Geben Sie aus dem Text über den Kirchenchor Lößnitz den Abschnitt zwischen „Zu dieser Zeit“ und „sie am liebsten.“, beide eingeschlossen, wortgetreu wieder.

* Ausgangstext *
-- -- --

Zu dieser Zeit – immer freitags – sitzt Sopran Christine Kretzschmar längst gegenüber im Gemeindehaus. Sie ist 62 Jahre alt und singt ihr halbes Leben im Lößnitzer Kirchenchor.

"Das gehört einfach zum Freitag – wenn das ausfällt, da sagen wir, was machen wir denn heute Abend. Es fehlt einfach."

Zwischen den Sopranstimmen sitzt auch Sophie Ullmann, 26 Jahre alt.

"Der erste Ton ist schon immer was Tolles – da hat man das, was dann noch kommt, noch im Kopf. Was ich toll finde, das ist das gemeinsame Schaffen von etwas, man hat am Anfang noch keine Vorstellung, da ist manchmal auch Skepsis dabei, aber wenn dann wirklich mit Eifer geübt wird, dann entwickelt sich meist was ganz Tolles."

Große Werke, Oratorien, die mag sie am liebsten.

"Ja. Was Großes – mit Orchester."

Die Proben des Kirchenchores beginnen um acht immer mit der Losung und dem Lehrtext des Tages. Und einem Gebet. 40 Mitglieder zählt der Kirchenchor Lößnitz, den Kantor Jens Staude leitet.

"Es gibt bei mir kein Vorsingen und ich habe es eigentlich auch noch nicht erlebt, dass ich jemanden weggeschickt habe. Natürlich sind die Begabungen unterschiedlich. Aber es geht hier um einen Gemeindechor. Und singende Gemeinde darzustellen, da drückt man doch manchmal ein Auge zu. Oder ein Ohr."

Es singen Männer und Frauen, zwischen 20 und 70 Jahren, alle sind Gemeindemitglieder. Seit Generationen schon. Oder, wie Gregori Bauer, erst seit sechs Jahren.

"Ich komme aus Bundesstaat Ohio in Amerika, bin 34 Jahre alt und die Liebe hat mich hergebracht. Ich habe eine Verlobte in Lößnitz. Ich wollte nur ein Jahr bleiben, aber es gefällt mir hier so. Jetzt, sechs Jahre ist es schon her, dass ich hier bin."

-- -- --

* Übungsdaten *
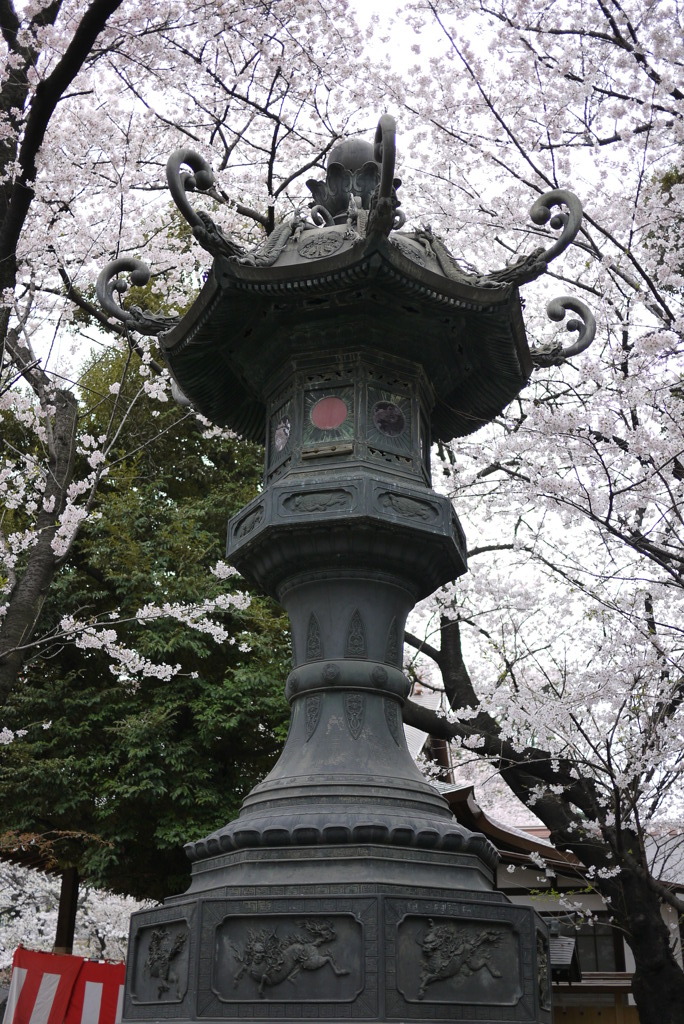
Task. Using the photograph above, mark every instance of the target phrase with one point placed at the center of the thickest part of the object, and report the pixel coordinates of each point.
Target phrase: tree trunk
(658, 980)
(27, 598)
(69, 897)
(632, 895)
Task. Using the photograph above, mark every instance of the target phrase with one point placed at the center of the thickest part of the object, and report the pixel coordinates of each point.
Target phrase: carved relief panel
(286, 958)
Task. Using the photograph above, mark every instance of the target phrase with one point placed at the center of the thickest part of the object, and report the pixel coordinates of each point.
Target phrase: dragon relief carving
(270, 960)
(450, 951)
(159, 964)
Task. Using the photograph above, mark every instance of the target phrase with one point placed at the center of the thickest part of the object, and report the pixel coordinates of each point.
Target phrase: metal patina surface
(345, 889)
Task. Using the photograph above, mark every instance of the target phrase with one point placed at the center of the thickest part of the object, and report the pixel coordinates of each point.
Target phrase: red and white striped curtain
(47, 988)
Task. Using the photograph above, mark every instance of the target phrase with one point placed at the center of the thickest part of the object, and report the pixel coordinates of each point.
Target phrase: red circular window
(329, 413)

-- -- --

* Lösung *
Zu dieser Zeit – immer freitags – sitzt Sopran Christine Kretzschmar längst gegenüber im Gemeindehaus. Sie ist 62 Jahre alt und singt ihr halbes Leben im Lößnitzer Kirchenchor.

"Das gehört einfach zum Freitag – wenn das ausfällt, da sagen wir, was machen wir denn heute Abend. Es fehlt einfach."

Zwischen den Sopranstimmen sitzt auch Sophie Ullmann, 26 Jahre alt.

"Der erste Ton ist schon immer was Tolles – da hat man das, was dann noch kommt, noch im Kopf. Was ich toll finde, das ist das gemeinsame Schaffen von etwas, man hat am Anfang noch keine Vorstellung, da ist manchmal auch Skepsis dabei, aber wenn dann wirklich mit Eifer geübt wird, dann entwickelt sich meist was ganz Tolles."

Große Werke, Oratorien, die mag sie am liebsten.